[start ARTICLE]

As his sister Victoria Gotti began a book tour befitting a celebrity author, John "Junior" Gotti sat in court, portrayed as a merciless killer by federal prosecutors who want to show he was far different from his entrepreneurial sister.

Last week, the government used its star witness — childhood friend John Alite — to convince a Manhattan jury that Gotti was as lethal a threat to society as anyone else in the Gambino crime family once led by his late father, John Gotti Sr.

The testimony marked the first time in four racketeering trials for Gotti over the last four years that the government had produced a witness who could so dramatically link Gotti to stabbings, murders and beatings in the 1980s and 1990s.

Prosecutors seem intent on taking a shine off the Gotti name that has resulted in part from his sister, who was on the "Growing Up Gotti" TV reality show and whose book, "This Family of Mine," was published with a publicity blitz as her brother's trial began last month.

Gotti's defense attorney, Charles Carnesi, says Gotti quit the Gambino family in 1999 when he pleaded guilty to federal charges and began serving a five-year prison sentence. He also says Gotti had nothing to do with killings.

Gotti, 45, seemed unflappable through his trials until Thursday, when a U.S. marshal told a prosecutor that he saw him mouth the words: "I'll kill you" to Alite. When Alite responded, Gotti erupted, shouting: "You're a punk! You're a dog! You're a dog! You always were a dog your whole life, you punk dog."

[end ARTICLE]
[start GIVEN INFORMATION]

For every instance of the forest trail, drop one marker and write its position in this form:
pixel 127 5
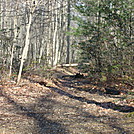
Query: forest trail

[end GIVEN INFORMATION]

EXERCISE REQUIREMENTS:
A. List every person named in the article about John "Junior" Gotti's trial.
B. Transcribe the part of the article about John "Junior" Gotti's trial starting with "Prosecutors seem intent" and going on through "began last month.".

THE REPLIES:
A.
Victoria Gotti
John "Junior" Gotti
John Alite
John Gotti Sr.
Charles Carnesi

B.
Prosecutors seem intent on taking a shine off the Gotti name that has resulted in part from his sister, who was on the "Growing Up Gotti" TV reality show and whose book, "This Family of Mine," was published with a publicity blitz as her brother's trial began last month.